◆ Selected extract ◆
________________________________________

Astros rout the Rangers to split the series

Astros daily report presented by APG&E: 4 hits from the 12-4 win

Photo by Dylan Buell/Getty Images

With the extra-inning win on Saturday, the Astros were after a series split if they could manage back-to-back wins with a victory on Sunday. Here is how the series finale went:

Final Score: Astros 12, Rangers 4.

Record: 59-35, first in the AL West.

Winning pitcher: Justin Verlander (11-4, 2.98 ERA).

Losing pitcher: Ariel Jurado (5-5, 4.63 ERA).

1) Houston scores five runs in the first two innings

The Astros put pressure on Ariel Jurado early, loading the bases with no outs in the top of the first inning after a leadoff single and back-to-back walks. They would score three runs over the next three at-bats, getting RBI-singles from Yordan Alvarez and Yuli Gurriel to keep the bases loaded then a sacrifice fly by Josh Reddick.

Though the Rangers would respond with two runs of their own in their half of the first inning, Houston wasted no time putting the lead back at three runs in the bottom of the second. It started with Myles Straw working a one-out walk, then moved to third on a single by Jose Altuve. Alex Bregman drove in straw with a sacrifice fly, also moving Altuve over to second who would score on an RBi-single by Michael Brantley, making it a 5-2 game.

2) Verlander goes six innings

Justin's Verlander day didn't look like it was going to end as well as it did, as he would start the day with a rough first inning. The Rangers were able to get after Verlander with three consecutive one-out singles, scoring a run. They would later get a two-out RBI-single, trimming the once 3-0 lead to 3-2.

Verlander was nearly perfect after that inning, though, getting through the next five innings without allowing a hit and just one walk. It wasn't the most dominant of starts by his standards, and he could have gone longer if needed, but him not allowing any home runs and keeping Texas to just their two early runs was a much-needed quality start for Houston.

The six-inning outing was good enough to earn him his eleventh win of the season, moving him to 11-4 on the year. Verlander's final line: 6 IP, 4 H, 2 R, 2 ER, 1 BB, 7 K, 0 HR.

3) Altuve blows it open in the seventh

After their early runs, the Astros went scoreless over the middle innings of the game. That all changed in the top of the seventh, starting with a leadoff single by Josh Reddick who would score from first on an RBI-double from Robinson Chirinos, extending the lead to 6-2. They would go on to load the bases on an error and walk.

That brought Jose Altuve to the plate, who after his 4-for-6 game on Saturday would move to 3-for-4 on the day on Sunday with a huge grand slam to bust the game open at 10-2.

________________________________________

◆ Material shown ◆
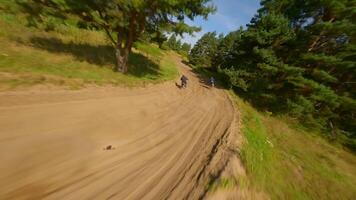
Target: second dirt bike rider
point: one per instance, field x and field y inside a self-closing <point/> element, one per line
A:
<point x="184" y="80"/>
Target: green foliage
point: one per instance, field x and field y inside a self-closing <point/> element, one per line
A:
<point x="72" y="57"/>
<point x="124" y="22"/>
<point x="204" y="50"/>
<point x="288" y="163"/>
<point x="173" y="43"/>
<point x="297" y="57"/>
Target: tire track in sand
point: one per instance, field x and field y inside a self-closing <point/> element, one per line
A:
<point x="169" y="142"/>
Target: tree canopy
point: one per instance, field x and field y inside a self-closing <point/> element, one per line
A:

________________________________________

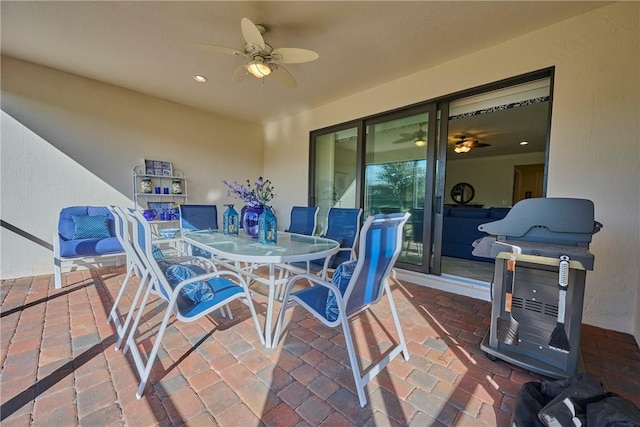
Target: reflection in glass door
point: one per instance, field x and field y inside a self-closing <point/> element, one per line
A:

________________________________________

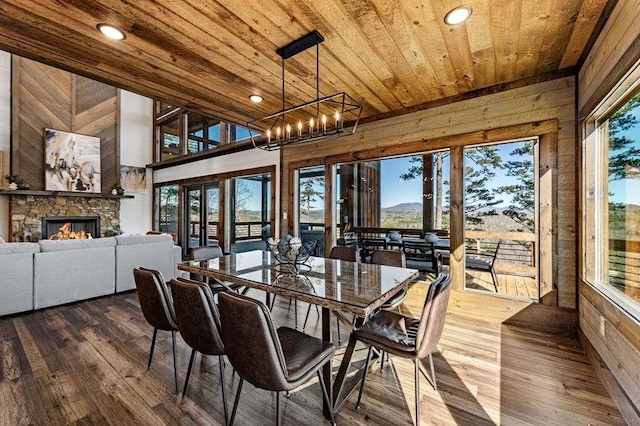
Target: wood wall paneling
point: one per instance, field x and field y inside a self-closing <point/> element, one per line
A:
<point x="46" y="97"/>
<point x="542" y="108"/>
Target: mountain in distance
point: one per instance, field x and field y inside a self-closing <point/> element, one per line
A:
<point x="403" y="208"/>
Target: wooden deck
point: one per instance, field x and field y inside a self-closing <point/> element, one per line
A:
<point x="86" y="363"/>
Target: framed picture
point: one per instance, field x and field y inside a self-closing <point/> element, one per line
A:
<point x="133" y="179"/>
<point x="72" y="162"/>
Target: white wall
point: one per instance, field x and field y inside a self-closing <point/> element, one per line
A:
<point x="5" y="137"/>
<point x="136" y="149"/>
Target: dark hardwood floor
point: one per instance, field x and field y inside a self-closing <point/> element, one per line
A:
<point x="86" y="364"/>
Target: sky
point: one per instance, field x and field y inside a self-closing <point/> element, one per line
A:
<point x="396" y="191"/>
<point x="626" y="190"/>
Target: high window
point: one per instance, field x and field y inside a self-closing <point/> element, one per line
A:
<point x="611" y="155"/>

________________________________________

◆ Task description ◆
Carry on the Astros–Rangers game recap from the point where it stops.

◆ Result for this task ◆
They wouldn't stop there, getting a walk from Alex Bregman to get another runner on base, which made it a two-run shot when Yuli Gurriel launched his a home run of his own, extending the lead to 12-2. That home run gave Gurriel eleven in his last fifteen games, continuing his hot streak of late.

4) Joe Smith returns as bullpen wraps things up

With the ten-run lead, the Astros went to their bullpen in the top of the seventh starting with Chris Devenski. He would struggle with the zone, walking in a run with four walks while getting just two outs. That prompted another call to the bullpen, bringing out Joe Smith who would make his first appearance for the Astros since October of last season.

Smith would allow an RBI-single to make it a 12-4 score but was able to get the last out of the inning to move things to the eighth. After Houston went down 1-2-3 in the top of the inning, Hector Rondon took over for Smith to pitch the bottom half and retired the Rangers in order.

After a scoreless top of the inning, Collin McHugh was brought in to close things out in the bottom of the ninth. He did so, wrapping up the lopsided win and making it a series split between the Astros and Rangers.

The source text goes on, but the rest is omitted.